**Kutipan Bacaan:**
----------------------------------------

Pengaruh Globalisasi Terhadap Sosial Budaya

Arus globalisasi begitu cepat masuk ke masyarakat luas, tepatnya pada negara-negara berkembang. Karena beberapa faktor yang mempermudah jalannya proses tersebut. Diantaranya adalah teknologi dan media informasi yang berkembang pesat hampir di seluruh lapisan masyarakat, sehingga segala informasi dengan berbagai bentuk dan kepentingan dapat tersebar luas, ruang makin dipersempit dan waktu makin dipersingkat dalam interaksi dan komunikasi skala dunia.(16)

----------------------------------------

**Data Tercatat:**
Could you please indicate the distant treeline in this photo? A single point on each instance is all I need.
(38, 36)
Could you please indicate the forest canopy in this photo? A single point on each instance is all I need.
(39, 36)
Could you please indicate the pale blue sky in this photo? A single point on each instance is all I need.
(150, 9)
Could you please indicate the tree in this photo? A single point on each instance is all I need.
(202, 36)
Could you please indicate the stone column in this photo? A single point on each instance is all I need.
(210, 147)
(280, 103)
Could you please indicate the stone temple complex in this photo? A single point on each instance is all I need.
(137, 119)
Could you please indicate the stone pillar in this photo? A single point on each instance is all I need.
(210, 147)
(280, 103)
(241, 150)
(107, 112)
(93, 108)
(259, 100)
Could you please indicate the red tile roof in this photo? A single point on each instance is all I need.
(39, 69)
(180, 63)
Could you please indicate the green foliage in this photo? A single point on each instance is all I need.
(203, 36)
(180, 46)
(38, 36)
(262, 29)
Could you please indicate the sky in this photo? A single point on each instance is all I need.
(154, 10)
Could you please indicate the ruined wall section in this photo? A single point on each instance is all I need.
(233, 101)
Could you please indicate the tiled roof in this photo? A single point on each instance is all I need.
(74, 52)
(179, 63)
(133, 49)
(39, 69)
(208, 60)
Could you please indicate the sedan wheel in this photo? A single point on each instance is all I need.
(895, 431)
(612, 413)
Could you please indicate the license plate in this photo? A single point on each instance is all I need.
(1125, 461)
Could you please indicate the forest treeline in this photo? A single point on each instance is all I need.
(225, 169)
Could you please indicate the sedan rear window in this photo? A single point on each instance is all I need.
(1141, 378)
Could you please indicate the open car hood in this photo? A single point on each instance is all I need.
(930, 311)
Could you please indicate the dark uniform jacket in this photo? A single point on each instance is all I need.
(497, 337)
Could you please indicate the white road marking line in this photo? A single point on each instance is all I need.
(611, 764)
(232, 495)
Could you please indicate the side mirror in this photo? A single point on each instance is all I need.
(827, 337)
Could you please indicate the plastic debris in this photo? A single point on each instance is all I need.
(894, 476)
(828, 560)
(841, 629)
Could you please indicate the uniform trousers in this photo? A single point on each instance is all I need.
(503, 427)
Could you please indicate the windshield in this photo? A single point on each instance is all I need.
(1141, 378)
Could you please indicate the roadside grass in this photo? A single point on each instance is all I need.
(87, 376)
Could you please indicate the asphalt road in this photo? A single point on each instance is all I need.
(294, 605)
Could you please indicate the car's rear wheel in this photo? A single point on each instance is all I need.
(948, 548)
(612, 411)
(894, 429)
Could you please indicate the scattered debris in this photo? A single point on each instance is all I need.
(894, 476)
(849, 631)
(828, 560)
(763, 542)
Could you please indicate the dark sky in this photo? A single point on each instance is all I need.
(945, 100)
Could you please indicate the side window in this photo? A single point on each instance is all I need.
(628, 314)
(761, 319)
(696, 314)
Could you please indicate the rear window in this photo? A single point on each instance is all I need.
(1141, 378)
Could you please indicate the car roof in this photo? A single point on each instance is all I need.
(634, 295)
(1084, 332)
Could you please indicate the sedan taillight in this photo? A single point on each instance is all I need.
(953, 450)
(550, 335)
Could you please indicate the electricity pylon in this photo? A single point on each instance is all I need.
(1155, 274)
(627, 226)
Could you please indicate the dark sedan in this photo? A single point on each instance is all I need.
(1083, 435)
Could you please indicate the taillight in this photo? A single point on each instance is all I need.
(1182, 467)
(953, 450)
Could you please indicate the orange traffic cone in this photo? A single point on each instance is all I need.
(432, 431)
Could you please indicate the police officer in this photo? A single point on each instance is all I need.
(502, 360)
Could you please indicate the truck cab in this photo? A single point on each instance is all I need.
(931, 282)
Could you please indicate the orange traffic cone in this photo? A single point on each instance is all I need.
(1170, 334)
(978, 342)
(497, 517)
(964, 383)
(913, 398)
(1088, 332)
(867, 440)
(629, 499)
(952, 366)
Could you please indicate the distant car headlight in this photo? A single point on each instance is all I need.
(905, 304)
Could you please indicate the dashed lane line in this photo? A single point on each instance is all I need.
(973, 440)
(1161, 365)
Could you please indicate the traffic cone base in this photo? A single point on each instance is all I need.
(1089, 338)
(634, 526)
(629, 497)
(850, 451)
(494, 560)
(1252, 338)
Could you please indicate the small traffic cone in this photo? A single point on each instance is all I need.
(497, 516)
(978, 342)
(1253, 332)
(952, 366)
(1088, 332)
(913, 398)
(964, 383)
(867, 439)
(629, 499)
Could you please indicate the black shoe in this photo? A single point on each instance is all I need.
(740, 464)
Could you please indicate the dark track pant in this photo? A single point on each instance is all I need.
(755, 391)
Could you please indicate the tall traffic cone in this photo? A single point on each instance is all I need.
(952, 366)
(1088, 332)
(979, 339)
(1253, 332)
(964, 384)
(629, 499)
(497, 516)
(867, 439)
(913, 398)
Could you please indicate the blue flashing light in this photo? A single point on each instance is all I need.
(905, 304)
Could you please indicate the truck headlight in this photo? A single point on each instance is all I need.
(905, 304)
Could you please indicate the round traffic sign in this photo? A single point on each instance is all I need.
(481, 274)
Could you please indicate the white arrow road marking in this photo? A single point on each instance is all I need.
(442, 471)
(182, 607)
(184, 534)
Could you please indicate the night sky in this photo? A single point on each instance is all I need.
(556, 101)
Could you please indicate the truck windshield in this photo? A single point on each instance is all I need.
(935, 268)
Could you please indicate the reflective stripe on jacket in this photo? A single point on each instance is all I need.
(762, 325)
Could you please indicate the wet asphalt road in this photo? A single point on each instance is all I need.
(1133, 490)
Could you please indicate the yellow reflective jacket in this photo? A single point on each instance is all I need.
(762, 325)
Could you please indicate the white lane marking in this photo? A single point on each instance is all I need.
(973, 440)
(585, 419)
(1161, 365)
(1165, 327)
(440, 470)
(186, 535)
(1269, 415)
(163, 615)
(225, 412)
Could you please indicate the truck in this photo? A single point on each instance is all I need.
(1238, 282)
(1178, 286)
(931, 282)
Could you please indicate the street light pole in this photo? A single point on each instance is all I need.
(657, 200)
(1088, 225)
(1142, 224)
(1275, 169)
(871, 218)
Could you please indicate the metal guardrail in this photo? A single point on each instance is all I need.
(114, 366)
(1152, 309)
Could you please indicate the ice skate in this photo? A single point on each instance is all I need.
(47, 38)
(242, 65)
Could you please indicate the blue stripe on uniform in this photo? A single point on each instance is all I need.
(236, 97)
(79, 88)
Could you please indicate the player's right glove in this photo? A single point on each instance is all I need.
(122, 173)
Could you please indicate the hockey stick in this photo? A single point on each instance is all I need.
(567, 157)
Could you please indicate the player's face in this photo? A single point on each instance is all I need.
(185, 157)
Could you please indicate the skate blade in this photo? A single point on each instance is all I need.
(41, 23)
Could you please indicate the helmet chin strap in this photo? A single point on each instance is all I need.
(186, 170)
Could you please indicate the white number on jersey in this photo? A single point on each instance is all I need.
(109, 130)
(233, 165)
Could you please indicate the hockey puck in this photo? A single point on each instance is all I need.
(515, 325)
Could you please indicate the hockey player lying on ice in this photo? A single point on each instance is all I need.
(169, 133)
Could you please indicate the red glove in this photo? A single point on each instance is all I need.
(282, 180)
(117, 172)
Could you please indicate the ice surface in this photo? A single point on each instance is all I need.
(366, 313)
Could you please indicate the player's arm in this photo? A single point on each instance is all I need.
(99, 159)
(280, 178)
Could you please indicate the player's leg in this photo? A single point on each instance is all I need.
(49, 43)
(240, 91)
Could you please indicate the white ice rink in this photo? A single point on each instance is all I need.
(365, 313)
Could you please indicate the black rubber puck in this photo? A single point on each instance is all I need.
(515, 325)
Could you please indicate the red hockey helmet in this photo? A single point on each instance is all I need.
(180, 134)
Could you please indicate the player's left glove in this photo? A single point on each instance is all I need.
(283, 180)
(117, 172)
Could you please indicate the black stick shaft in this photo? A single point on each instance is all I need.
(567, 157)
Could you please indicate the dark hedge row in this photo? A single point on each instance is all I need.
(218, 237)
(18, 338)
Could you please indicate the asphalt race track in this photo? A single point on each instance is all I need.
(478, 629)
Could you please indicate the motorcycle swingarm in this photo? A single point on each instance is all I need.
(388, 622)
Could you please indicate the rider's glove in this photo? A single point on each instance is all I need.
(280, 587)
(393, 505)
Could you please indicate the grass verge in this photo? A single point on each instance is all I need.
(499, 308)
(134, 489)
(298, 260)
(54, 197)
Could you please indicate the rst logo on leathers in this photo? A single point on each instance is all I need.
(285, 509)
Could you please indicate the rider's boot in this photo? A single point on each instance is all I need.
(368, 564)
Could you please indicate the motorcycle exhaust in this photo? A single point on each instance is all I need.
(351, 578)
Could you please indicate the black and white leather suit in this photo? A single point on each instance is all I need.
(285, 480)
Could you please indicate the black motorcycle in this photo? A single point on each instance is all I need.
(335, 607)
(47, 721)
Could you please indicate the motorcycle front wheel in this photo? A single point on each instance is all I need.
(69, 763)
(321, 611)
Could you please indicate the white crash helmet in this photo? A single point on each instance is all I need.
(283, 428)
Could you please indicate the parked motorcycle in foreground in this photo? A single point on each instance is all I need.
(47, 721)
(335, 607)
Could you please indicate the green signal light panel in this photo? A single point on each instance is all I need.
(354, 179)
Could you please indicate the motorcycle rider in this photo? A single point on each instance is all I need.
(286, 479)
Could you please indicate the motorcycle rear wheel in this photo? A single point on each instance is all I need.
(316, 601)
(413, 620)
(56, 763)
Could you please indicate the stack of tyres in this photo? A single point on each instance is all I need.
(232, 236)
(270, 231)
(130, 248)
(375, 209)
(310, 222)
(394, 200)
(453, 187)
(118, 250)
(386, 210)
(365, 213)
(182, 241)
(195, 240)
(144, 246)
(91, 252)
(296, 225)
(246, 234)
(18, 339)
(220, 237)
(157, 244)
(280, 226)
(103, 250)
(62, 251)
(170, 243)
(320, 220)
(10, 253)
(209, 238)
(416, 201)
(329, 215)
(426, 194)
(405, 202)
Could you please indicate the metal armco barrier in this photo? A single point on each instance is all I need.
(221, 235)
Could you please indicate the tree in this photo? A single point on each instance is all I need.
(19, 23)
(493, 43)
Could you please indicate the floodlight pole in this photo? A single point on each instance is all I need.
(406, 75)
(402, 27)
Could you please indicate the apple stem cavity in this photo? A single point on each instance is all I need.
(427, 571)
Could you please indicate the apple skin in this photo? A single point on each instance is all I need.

----------------------------------------

**Tugas yang Dikerjakan:**
**1.** Jawablah pertanyaan berikut berdasarkan kutipan tentang pengaruh globalisasi.
(a) Ke negara-negara mana arus globalisasi disebut masuk begitu cepat?
(b) Apa saja faktor yang disebut mempermudah jalannya proses globalisasi?
(c) Apa yang terjadi pada ruang dan waktu dalam interaksi dan komunikasi skala dunia?
**2.** Tuliskan kembali tanpa perubahan bagian kutipan tentang pengaruh globalisasi yang dibuka dengan kata-kata "Arus globalisasi begitu" dan ditutup dengan "komunikasi skala dunia.(16)".

**Daftar Jawaban:**
**1.**
(a) Negara-negara berkembang.
(b) Teknologi dan media informasi yang berkembang pesat hampir di seluruh lapisan masyarakat.
(c) Ruang makin dipersempit dan waktu makin dipersingkat.

**2.**
Arus globalisasi begitu cepat masuk ke masyarakat luas, tepatnya pada negara-negara berkembang. Karena beberapa faktor yang mempermudah jalannya proses tersebut. Diantaranya adalah teknologi dan media informasi yang berkembang pesat hampir di seluruh lapisan masyarakat, sehingga segala informasi dengan berbagai bentuk dan kepentingan dapat tersebar luas, ruang makin dipersempit dan waktu makin dipersingkat dalam interaksi dan komunikasi skala dunia.(16)